Retype each line below precisely and omit all images.

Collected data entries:
┄┄┄┄┄┄┄┄┄┄┄┄┄┄┄┄┄┄┄┄

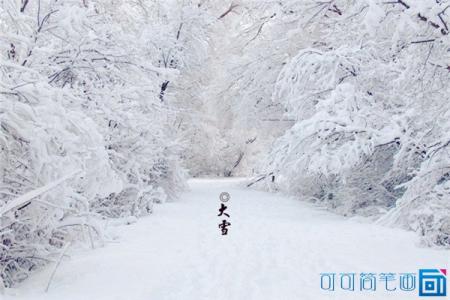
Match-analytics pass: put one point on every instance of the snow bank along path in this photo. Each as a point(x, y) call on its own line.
point(275, 249)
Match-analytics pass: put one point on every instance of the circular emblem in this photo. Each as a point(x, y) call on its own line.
point(224, 197)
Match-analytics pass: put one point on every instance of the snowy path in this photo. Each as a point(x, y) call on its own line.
point(275, 249)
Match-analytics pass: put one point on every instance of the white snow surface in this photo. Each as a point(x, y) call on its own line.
point(276, 248)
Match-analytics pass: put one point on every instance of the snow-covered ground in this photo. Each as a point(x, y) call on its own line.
point(276, 249)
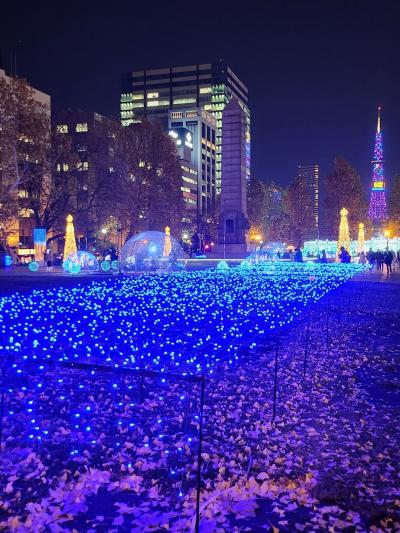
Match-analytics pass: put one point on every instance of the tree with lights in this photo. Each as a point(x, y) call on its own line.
point(361, 238)
point(70, 242)
point(344, 234)
point(377, 205)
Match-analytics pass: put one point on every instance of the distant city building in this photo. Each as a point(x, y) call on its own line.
point(200, 128)
point(233, 222)
point(21, 231)
point(311, 175)
point(90, 133)
point(182, 138)
point(153, 93)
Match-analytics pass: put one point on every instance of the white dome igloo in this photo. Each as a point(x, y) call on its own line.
point(152, 250)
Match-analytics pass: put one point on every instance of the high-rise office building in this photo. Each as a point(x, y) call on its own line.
point(91, 137)
point(311, 175)
point(210, 86)
point(182, 138)
point(200, 128)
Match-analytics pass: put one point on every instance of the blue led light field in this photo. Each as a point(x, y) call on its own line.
point(185, 322)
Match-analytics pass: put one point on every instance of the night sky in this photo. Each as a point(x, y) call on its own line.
point(316, 71)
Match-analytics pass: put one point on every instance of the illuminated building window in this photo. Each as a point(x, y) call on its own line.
point(81, 127)
point(156, 103)
point(84, 165)
point(179, 101)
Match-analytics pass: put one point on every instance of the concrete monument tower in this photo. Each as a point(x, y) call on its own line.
point(233, 222)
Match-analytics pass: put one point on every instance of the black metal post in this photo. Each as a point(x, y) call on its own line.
point(307, 339)
point(197, 526)
point(2, 402)
point(327, 325)
point(275, 379)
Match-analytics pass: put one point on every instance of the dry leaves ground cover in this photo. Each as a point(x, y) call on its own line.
point(328, 462)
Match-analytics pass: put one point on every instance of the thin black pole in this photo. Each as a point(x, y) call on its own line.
point(2, 401)
point(307, 338)
point(327, 325)
point(275, 379)
point(199, 456)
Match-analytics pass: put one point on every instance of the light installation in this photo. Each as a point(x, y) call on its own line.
point(187, 323)
point(344, 234)
point(70, 242)
point(361, 238)
point(167, 242)
point(377, 206)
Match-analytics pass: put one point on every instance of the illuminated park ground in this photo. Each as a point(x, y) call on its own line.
point(102, 402)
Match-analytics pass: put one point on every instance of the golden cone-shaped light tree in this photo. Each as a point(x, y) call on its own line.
point(70, 242)
point(361, 238)
point(344, 234)
point(167, 242)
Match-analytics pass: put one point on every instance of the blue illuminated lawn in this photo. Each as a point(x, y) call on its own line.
point(186, 322)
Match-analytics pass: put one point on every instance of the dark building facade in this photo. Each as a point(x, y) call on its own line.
point(91, 137)
point(311, 175)
point(200, 136)
point(153, 93)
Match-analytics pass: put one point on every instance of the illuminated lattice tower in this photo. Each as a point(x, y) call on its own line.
point(344, 234)
point(377, 205)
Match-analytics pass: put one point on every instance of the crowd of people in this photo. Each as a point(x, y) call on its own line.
point(379, 260)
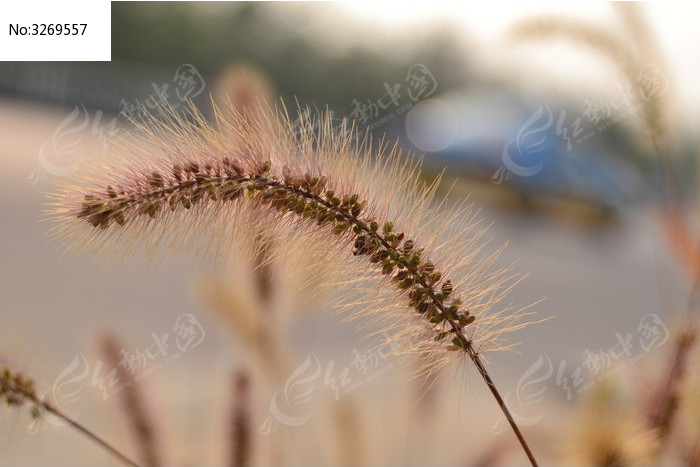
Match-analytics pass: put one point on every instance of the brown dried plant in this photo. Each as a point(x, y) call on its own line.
point(409, 262)
point(135, 408)
point(17, 390)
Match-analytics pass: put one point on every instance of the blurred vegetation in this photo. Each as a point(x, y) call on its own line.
point(213, 35)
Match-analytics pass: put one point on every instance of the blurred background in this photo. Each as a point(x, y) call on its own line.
point(572, 127)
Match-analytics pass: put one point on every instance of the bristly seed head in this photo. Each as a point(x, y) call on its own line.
point(309, 187)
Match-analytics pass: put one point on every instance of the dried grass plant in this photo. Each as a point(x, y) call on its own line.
point(410, 263)
point(18, 390)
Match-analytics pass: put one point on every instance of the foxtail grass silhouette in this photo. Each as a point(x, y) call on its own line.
point(134, 408)
point(17, 390)
point(411, 263)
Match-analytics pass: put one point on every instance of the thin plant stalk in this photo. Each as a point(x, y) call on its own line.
point(17, 389)
point(329, 186)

┄┄┄┄┄┄┄┄┄┄┄┄┄┄┄┄┄┄┄┄

ANSWER TO THIS TASK »
Match-analytics pass: put one point on every instance of the snow bank along path in this photo. Each as a point(x, y) call on its own line.
point(275, 249)
Match-analytics pass: put one point on every instance of the circular emblem in this photo. Each as a point(x, y) call on its own line.
point(224, 197)
Match-analytics pass: put one point on every instance of the snowy path in this photo. Each as a point(x, y) call on its own line.
point(275, 249)
Match-analytics pass: put one point on every instance of the white snow surface in this photo. Each as a point(x, y) call on its own line.
point(276, 248)
Match-analytics pass: put one point on every instance of the snow-covered ground in this photo. Each as a point(x, y) call on its own line.
point(276, 249)
Match-analytics pass: put one point on every instance of the tree with lights in this photo. Each as a point(x, y) call on its own line.
point(361, 238)
point(70, 242)
point(344, 234)
point(377, 205)
Match-analytics pass: put one point on every instance of the distant city building in this photo. Each as a point(x, y) call on its own line.
point(200, 128)
point(233, 222)
point(21, 231)
point(311, 175)
point(90, 133)
point(182, 138)
point(153, 93)
Match-analytics pass: put one point on every instance of the white dome igloo in this photo. Each as a point(x, y) call on its own line.
point(152, 250)
Match-analytics pass: put one point on every instance of the high-rise office building in this photo. Each as a point(x, y) call on its own line.
point(91, 137)
point(311, 175)
point(210, 86)
point(182, 138)
point(200, 128)
Match-analytics pass: put one point on every instance of the blue led light field in this photo. Each as a point(x, y) call on its own line.
point(185, 322)
Match-analytics pass: put one point on every instance of the night sky in this photo. Each as a point(x, y) call on its own line.
point(316, 71)
Match-analytics pass: put one point on every instance of the illuminated building window in this photo. Each as a point(x, y) call on its own line.
point(81, 127)
point(156, 103)
point(84, 165)
point(179, 101)
Match-analytics pass: put one point on every instance of the concrete monument tower in this photo. Each as a point(x, y) call on its own line.
point(233, 222)
Match-analytics pass: put one point on every instance of the black metal post in this photo. Each as a point(x, y) call on its own line.
point(307, 339)
point(197, 526)
point(2, 402)
point(327, 325)
point(275, 379)
Match-analytics pass: put one point on every instance of the dry leaves ground cover in this photo. Each as a point(x, y) call on its own line.
point(328, 462)
Match-analytics pass: put one point on every instance of the thin black pole in this photo. Each as a point(x, y) call on its own line.
point(2, 401)
point(307, 338)
point(327, 325)
point(275, 379)
point(199, 456)
Match-analytics pass: put one point on every instance of the light installation in this photo. Each as a point(x, y) call on its own line.
point(187, 323)
point(344, 234)
point(70, 242)
point(361, 238)
point(167, 242)
point(377, 206)
Match-analytics pass: put one point on every instance of the illuminated park ground in this photo. Each as a point(x, y) call on its own line.
point(102, 402)
Match-analytics pass: put one point on every instance of the golden cone-shaped light tree in this photo. Each as a point(x, y) call on its own line.
point(70, 242)
point(361, 238)
point(344, 234)
point(167, 242)
Match-analytics pass: put one point on every instance of the blue illuminated lawn in this photo. Each as a point(x, y) call on its own line.
point(186, 322)
Match-analytics pass: put one point on every instance of the dark building facade in this photo. Each as a point(x, y) call on its own line.
point(91, 137)
point(311, 175)
point(200, 136)
point(153, 93)
Match-analytics pass: put one point on every instance of the illuminated lattice tower in this photo. Each as a point(x, y) call on its own line.
point(344, 234)
point(377, 205)
Match-analytics pass: put one point on every instance of the crowd of people in this photo. Each as a point(x, y) call on its own line.
point(379, 260)
Match-analytics pass: put one point on every instance of the brown dried plant in this photo. Each as a point(x, y) call on its own line.
point(409, 262)
point(135, 408)
point(17, 390)
Match-analytics pass: put one point on every instance of the blurred vegetation in this photo. Each as a point(x, y) call on its own line.
point(213, 35)
Match-analytics pass: put one point on every instance of the blurred background in this photo. Each as a point(x, y) call on its own line.
point(572, 127)
Match-analytics pass: put one point on every instance of the bristly seed head in this photo. Each as a point(x, y) call on its own line.
point(309, 187)
Match-analytics pass: put one point on every instance of the dried grass plant in this photo. Each as a point(x, y) call on its own line.
point(410, 263)
point(18, 390)
Match-analytics pass: put one point on every instance of the foxtail grass silhouette in this photo. Each as a point(x, y) call on its own line.
point(134, 408)
point(17, 390)
point(411, 263)
Match-analytics pass: put one point on every instance of the thin plant stalk in this photo. Each as a point(x, y) call on its own line.
point(17, 389)
point(329, 186)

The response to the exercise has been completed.